> _What you have to do_
Retype every entry below word for word, leaving out the pictures.
───
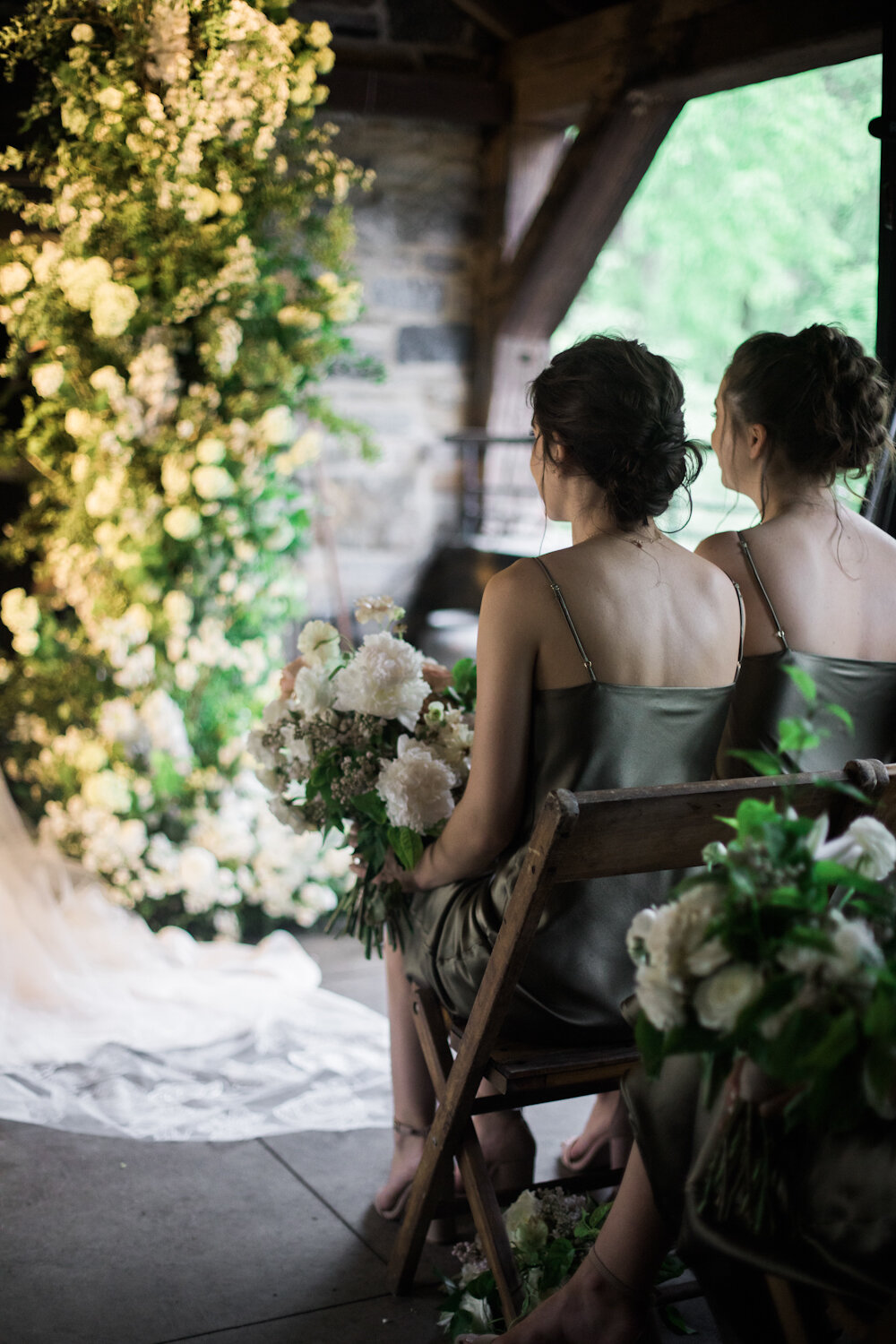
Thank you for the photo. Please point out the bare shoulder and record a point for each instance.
(514, 589)
(723, 550)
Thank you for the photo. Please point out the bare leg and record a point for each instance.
(413, 1093)
(606, 1139)
(591, 1306)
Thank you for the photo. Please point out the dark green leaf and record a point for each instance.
(408, 846)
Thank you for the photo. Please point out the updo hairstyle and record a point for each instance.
(616, 410)
(823, 401)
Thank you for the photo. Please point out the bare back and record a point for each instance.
(649, 615)
(831, 580)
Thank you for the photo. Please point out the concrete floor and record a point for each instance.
(273, 1241)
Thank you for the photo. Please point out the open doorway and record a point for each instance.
(759, 212)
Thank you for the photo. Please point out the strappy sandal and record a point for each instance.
(397, 1207)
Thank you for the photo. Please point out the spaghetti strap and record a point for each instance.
(762, 589)
(743, 624)
(568, 618)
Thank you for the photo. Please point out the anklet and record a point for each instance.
(633, 1295)
(402, 1128)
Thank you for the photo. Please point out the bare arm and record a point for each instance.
(487, 816)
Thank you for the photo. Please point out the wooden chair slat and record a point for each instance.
(576, 836)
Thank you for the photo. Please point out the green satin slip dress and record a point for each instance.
(594, 736)
(669, 1121)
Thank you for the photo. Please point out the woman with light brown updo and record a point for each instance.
(820, 590)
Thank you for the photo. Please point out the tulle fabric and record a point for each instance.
(108, 1029)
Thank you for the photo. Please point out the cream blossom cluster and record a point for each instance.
(683, 964)
(167, 417)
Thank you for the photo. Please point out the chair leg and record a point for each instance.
(489, 1225)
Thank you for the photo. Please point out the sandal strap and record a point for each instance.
(633, 1295)
(402, 1128)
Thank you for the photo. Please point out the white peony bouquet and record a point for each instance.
(373, 742)
(778, 967)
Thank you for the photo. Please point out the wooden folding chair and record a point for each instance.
(576, 836)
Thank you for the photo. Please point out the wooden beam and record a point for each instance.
(681, 48)
(389, 93)
(592, 185)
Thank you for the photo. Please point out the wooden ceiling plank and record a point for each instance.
(592, 187)
(684, 48)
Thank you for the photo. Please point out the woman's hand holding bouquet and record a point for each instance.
(374, 742)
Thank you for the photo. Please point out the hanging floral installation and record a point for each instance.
(172, 301)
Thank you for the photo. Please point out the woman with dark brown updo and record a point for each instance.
(820, 590)
(602, 666)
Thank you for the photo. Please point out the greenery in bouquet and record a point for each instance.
(782, 953)
(172, 298)
(549, 1236)
(374, 741)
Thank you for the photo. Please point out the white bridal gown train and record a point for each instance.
(108, 1029)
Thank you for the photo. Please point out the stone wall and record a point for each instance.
(417, 254)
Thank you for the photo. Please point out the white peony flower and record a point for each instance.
(182, 523)
(381, 609)
(47, 379)
(312, 693)
(13, 277)
(416, 787)
(866, 847)
(212, 483)
(319, 642)
(720, 999)
(661, 1000)
(384, 677)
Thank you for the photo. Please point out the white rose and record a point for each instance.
(661, 1002)
(47, 379)
(277, 425)
(107, 790)
(13, 277)
(78, 279)
(198, 870)
(381, 609)
(866, 847)
(312, 693)
(720, 999)
(210, 451)
(417, 787)
(110, 99)
(319, 642)
(384, 677)
(212, 483)
(112, 306)
(182, 523)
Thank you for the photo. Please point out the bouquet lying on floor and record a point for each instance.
(549, 1234)
(374, 742)
(782, 953)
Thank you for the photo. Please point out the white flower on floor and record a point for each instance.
(720, 999)
(417, 787)
(384, 677)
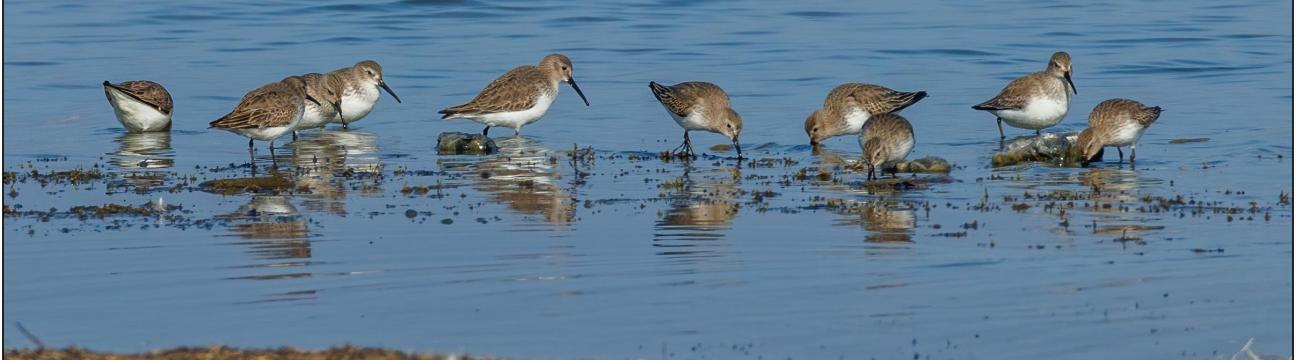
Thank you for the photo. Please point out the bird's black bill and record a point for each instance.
(384, 84)
(338, 108)
(1067, 75)
(572, 82)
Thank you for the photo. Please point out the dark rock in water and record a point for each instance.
(929, 165)
(1049, 148)
(230, 187)
(460, 143)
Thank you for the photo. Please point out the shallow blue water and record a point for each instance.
(640, 257)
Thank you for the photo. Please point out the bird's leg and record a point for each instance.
(683, 148)
(252, 158)
(688, 144)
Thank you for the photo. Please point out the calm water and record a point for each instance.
(530, 254)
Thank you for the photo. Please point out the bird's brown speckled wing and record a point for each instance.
(1110, 112)
(271, 105)
(148, 92)
(887, 123)
(681, 99)
(515, 91)
(875, 99)
(1015, 95)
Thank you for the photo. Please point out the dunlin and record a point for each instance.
(267, 112)
(1116, 122)
(697, 105)
(140, 105)
(360, 90)
(848, 106)
(519, 97)
(325, 88)
(1034, 101)
(885, 137)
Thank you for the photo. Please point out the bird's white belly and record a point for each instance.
(856, 121)
(902, 150)
(1038, 113)
(694, 121)
(357, 104)
(263, 134)
(135, 115)
(1126, 135)
(270, 134)
(516, 119)
(314, 117)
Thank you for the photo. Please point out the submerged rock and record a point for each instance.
───
> _Answer to this task_
Thank you for the photo. Please point out the bare shoulder and record a point for each instance.
(514, 589)
(723, 550)
Thank you for the photo. Please point out the bare leg and record a point for each instance.
(413, 1093)
(606, 1139)
(591, 1306)
Thank you for the photo. Please point out the dark green leaf and record a point for each instance.
(408, 846)
Thank you for the photo. Please point out the updo hairstyle and record a point for each instance.
(616, 410)
(823, 401)
Thank you for the photo. Please point out the bare back and record a point for each instance.
(649, 615)
(831, 580)
Thank you for the photo. Please point out the concrete floor and record a point for each instance.
(273, 1241)
Thank you for the photo. Please point out the open doorway and record a point for each instance.
(759, 212)
Thank you for the photo. Please point out the strappy sandal and record a point for each instance.
(397, 1207)
Thank you for the photo. Please point out the spaghetti strap and record a point for each instance.
(762, 589)
(743, 624)
(568, 618)
Thank you for the photo. Please point out the anklet and record a point for each instance.
(633, 1295)
(402, 1128)
Thank you for the photo. Please point out the bare arm and record a point for each instance.
(487, 816)
Thank you for the photo. Please point out the wooden chair slat and record a point for each instance.
(576, 836)
Thank you for the photo. Please point out the green satin slip dress and record a point for each instance.
(594, 736)
(669, 1121)
Thank you for the photo. Please point out the woman with light brown updo and record a point for each instance.
(820, 590)
Thank you for the photo. Please point out the tulle fabric and record a point for each instance.
(108, 1029)
Thank you for the photo. Please point out the cream blossom cluster and record a point for each instance.
(683, 964)
(167, 417)
Thank you for the photo. Please point out the chair leg and record a point for each instance.
(489, 1225)
Thank you for the photo. Please point out the sandal strap and record a point for each instance.
(633, 1295)
(402, 1128)
Thank you for the photo. Please point out the white peony bouquet and record a point for each instance.
(373, 742)
(778, 967)
Thank you for the photo. Please point out the wooden folding chair and record a point for each instance.
(576, 836)
Thank you for the photo. Please point out the wooden beam and record a point for each instance.
(681, 48)
(389, 93)
(592, 185)
Thank you for the photo. Please point out the wooden ceiling plank and record a point for each instance.
(592, 187)
(684, 48)
Thank you for the photo. Please point out the woman's hand holding bouquet and record a point for each instance.
(374, 742)
Thank you for the photo. Please point out the hanging floral installation and record a point for each instance.
(172, 301)
Thank you for the photo. Please point out the woman with dark brown updo and record a point for each instance.
(820, 590)
(602, 666)
Thank you for the photo. Please point out the greenery in bouquet and record a point for each instance.
(782, 953)
(172, 298)
(549, 1236)
(374, 741)
Thank you for the photo. Please point out the white bridal gown train and record a point for each instance.
(108, 1029)
Thank you for the photo. Please point out the stone wall and record a point for each instance.
(417, 254)
Thank you for the photo. Please point out the white peony flower and record a point for each instance.
(182, 523)
(381, 609)
(47, 379)
(312, 693)
(13, 277)
(416, 787)
(866, 847)
(212, 483)
(319, 642)
(720, 999)
(661, 1000)
(384, 677)
Thank you for the photo. Please point out the white rose and record a point for each instance.
(661, 1002)
(47, 379)
(277, 425)
(107, 790)
(13, 277)
(78, 279)
(198, 870)
(381, 609)
(866, 847)
(312, 693)
(720, 999)
(210, 451)
(417, 787)
(110, 99)
(319, 642)
(384, 677)
(212, 483)
(112, 306)
(182, 523)
Thank you for the photo. Please point out the bouquet lying on floor and record a point for each instance.
(549, 1234)
(374, 742)
(782, 953)
Thank you for the photo. Please point out the white flower on floor and record a point for each instance.
(720, 999)
(417, 787)
(384, 677)
Thank you for the photo. Please point out the bird's black bill and record a point for each instance.
(384, 84)
(338, 108)
(1067, 75)
(572, 82)
Thank you for the photo. Please point out the dark rock in water and record a point for each instance.
(929, 165)
(1049, 148)
(230, 187)
(460, 143)
Thank you for the photo. Please point out the shallow blue water and record a point for each instance.
(640, 257)
Thank you for the photo. Please point out the bird's leg and record a point for each instance.
(683, 148)
(252, 158)
(688, 144)
Thank you for the photo. Please point out the calm water and record a point for each instance.
(530, 254)
Thank you for the photo. Please point out the bird's brown speckled wing and record a point for each instance.
(1110, 112)
(271, 105)
(148, 92)
(887, 123)
(681, 99)
(515, 91)
(875, 99)
(1015, 95)
Thank you for the photo. Please point out the dunlin and record a point for each instance.
(267, 112)
(1116, 122)
(697, 105)
(140, 105)
(360, 90)
(848, 106)
(519, 97)
(325, 88)
(1034, 101)
(885, 137)
Thank you for the photo. Please point out the bird's white belly and record a point for each instance.
(856, 121)
(902, 150)
(1038, 113)
(694, 121)
(357, 104)
(263, 134)
(135, 115)
(1126, 135)
(270, 134)
(516, 119)
(314, 117)
Thank you for the photo. Please point out the submerged rock and record a point for each instance.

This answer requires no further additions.